— Extracted material —

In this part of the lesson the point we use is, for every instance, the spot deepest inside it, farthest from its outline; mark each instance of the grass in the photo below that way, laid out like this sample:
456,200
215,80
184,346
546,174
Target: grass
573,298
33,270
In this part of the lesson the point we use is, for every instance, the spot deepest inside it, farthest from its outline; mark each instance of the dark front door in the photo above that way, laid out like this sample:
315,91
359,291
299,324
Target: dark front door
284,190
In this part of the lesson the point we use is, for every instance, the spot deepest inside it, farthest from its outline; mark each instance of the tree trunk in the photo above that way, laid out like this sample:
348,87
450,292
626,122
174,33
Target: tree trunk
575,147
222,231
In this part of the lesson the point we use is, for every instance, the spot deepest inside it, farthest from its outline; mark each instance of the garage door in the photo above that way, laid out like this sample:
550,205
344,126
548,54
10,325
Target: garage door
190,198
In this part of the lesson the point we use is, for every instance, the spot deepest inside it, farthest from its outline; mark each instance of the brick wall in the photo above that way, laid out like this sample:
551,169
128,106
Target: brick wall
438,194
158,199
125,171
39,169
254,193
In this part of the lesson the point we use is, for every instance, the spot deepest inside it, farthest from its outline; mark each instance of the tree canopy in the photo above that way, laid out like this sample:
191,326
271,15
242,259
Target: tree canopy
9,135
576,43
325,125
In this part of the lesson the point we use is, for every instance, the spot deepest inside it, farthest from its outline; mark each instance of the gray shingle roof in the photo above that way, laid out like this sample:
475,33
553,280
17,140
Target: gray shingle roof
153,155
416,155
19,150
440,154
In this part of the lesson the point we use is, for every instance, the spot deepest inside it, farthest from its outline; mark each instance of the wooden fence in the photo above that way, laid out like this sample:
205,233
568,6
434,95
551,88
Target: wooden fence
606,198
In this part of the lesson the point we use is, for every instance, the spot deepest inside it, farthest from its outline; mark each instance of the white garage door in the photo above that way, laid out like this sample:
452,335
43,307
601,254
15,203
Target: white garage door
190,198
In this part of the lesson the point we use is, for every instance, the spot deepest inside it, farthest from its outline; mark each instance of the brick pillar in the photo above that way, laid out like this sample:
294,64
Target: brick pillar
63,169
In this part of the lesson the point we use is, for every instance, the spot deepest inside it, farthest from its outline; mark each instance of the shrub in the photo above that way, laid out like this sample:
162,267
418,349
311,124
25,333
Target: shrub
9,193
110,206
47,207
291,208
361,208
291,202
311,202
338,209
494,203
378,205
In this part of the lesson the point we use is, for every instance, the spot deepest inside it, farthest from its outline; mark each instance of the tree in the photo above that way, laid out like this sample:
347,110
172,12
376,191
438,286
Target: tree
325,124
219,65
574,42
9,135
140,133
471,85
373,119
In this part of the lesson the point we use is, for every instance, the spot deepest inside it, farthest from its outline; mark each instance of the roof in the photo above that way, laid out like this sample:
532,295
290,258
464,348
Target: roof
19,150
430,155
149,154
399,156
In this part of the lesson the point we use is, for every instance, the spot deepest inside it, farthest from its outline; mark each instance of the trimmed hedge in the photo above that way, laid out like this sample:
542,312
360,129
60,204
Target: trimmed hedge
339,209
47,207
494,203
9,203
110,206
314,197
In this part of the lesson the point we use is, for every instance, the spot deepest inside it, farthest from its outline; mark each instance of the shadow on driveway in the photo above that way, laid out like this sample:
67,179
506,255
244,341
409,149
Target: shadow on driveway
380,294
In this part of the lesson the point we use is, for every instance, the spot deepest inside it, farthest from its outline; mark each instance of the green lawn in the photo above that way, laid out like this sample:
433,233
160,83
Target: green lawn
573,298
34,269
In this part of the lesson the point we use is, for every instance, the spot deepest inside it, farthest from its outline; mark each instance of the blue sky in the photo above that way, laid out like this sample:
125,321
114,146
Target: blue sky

— Exercise —
Reproduce the data shown above in its entirety, keeping each word as it is.

— Task response —
In this part of the lesson the point we use is, for every instance, the spot deepest inside it, farthest from its outline; mark each instance of the grass in the photo below that way, laid out like this sample:
456,200
215,80
184,346
546,174
Target: grass
573,298
33,270
In this part of the lesson the point we use is, for every instance, the spot deepest inside it, farthest from its outline; mark each instance of the dark front door in the photo above that way, laid out like this sample:
315,91
359,291
299,324
Target: dark front door
284,190
In this part of the lesson the point we use is, for every instance, the spot deepest inside it, farthest from its outline; mark each instance of the tree trunk in the photo above that way, laid out like this sample:
348,87
450,292
626,122
174,33
Target: tree trunk
575,147
222,231
In this part of the lesson the point we use is, for every instance, the spot deepest inside it, farthest from its outline; mark each instance of the garage door in the photo above that way, laid out like this sample:
550,205
344,126
548,54
10,325
Target: garage door
190,198
In this part of the lesson the point we use is, for every instance, the spot deepest inside it, farthest from its outline; mark each instance of the brick wall in the photo above that way, laid out like this sample:
551,169
128,106
Target: brick wall
438,194
158,199
125,171
39,169
254,193
In this part of the lesson the point we use is, for every instance, the spot deepest inside it, farthest from its outline; mark each instance of the tree canopy in the photo above that way, laid out like this sample:
191,326
271,15
242,259
Target: tree canopy
9,135
576,43
325,125
In this part of the lesson the point we use is, for every instance, the spot deepest inside it, farthest from its outline; mark each instance of the gray shingle roof in the photo above that way, laid out like this sample:
475,33
553,280
17,140
Target: gray shingle roof
153,155
416,155
19,150
440,154
In this part of the lesson the point we use is, for every instance, the spot deepest inside it, farthest from its outline; mark each instance of the wooden fence in the photo above that way, laid out like this sample:
205,233
568,6
434,95
551,88
Target: wooden fence
606,198
In this part of the lesson the point we use is, for every instance, the spot deepest inside it, farthest from its outline; mark each instance of the white garage door in the photo above that way, laid out like this sample:
452,335
43,307
601,254
15,203
Target: white garage door
190,198
In this part of the lesson the point we use is, for every instance, the spot deepest inside it, farthest from its outline; mark each instance of the brick pillar in the photo above that way, laid out like this sample:
294,64
Target: brick pillar
63,169
In this part of the lesson the point we use is, for every instance, the spot deepest inside it, farthest from its outline; mark each instance of the shrub in the photo above that way, laid out like this sample:
162,267
418,349
311,124
25,333
Target: shrub
9,193
110,206
47,207
291,208
361,208
291,202
311,202
338,209
494,203
378,205
In this part of the lesson the point we use is, for every instance, the spot deepest inside it, farthest from its outline; mark each instance of the tree in the photo above that way, laid out like this sample:
347,110
172,12
376,191
438,286
Target: tree
325,124
219,65
574,42
9,135
140,133
471,85
373,119
In this part of the lesson the point we use is, for every instance, the spot deepest inside it, farthest from its outline; mark each instance of the roof in the photo above that way, laid out like this sample:
532,295
290,258
464,348
Target: roof
19,150
430,155
149,154
399,156
In this part of the lesson the point we use is, for every instance, the spot deepest inside it, farthest from its outline; mark each instance of the trimmed hedge in the photo above that way, laid out like this sample:
542,312
360,129
60,204
Target: trimmed hedge
339,209
47,207
494,203
9,203
110,206
314,197
In this part of the lesson the point we use is, for every instance, the spot deepest inside it, farthest from its outline; mark each instance of the shadow on driveway in the photo above that way, laid out like this sample:
67,179
506,255
244,341
409,149
Target: shadow on driveway
380,294
In this part of the lesson the point we use is, for every instance, the spot deepest inside it, farthest from its outline; mark each instance of the green lawn in the photo above that way, laid out like this sample:
433,233
160,83
Target: green lawn
573,298
34,269
In this part of the lesson the point we use is, for every instance, the spot deepest inside it, farthest from its outline; mark each instance of the blue sky in the photo above that way, laid out like this sample:
125,321
114,146
Target: blue sky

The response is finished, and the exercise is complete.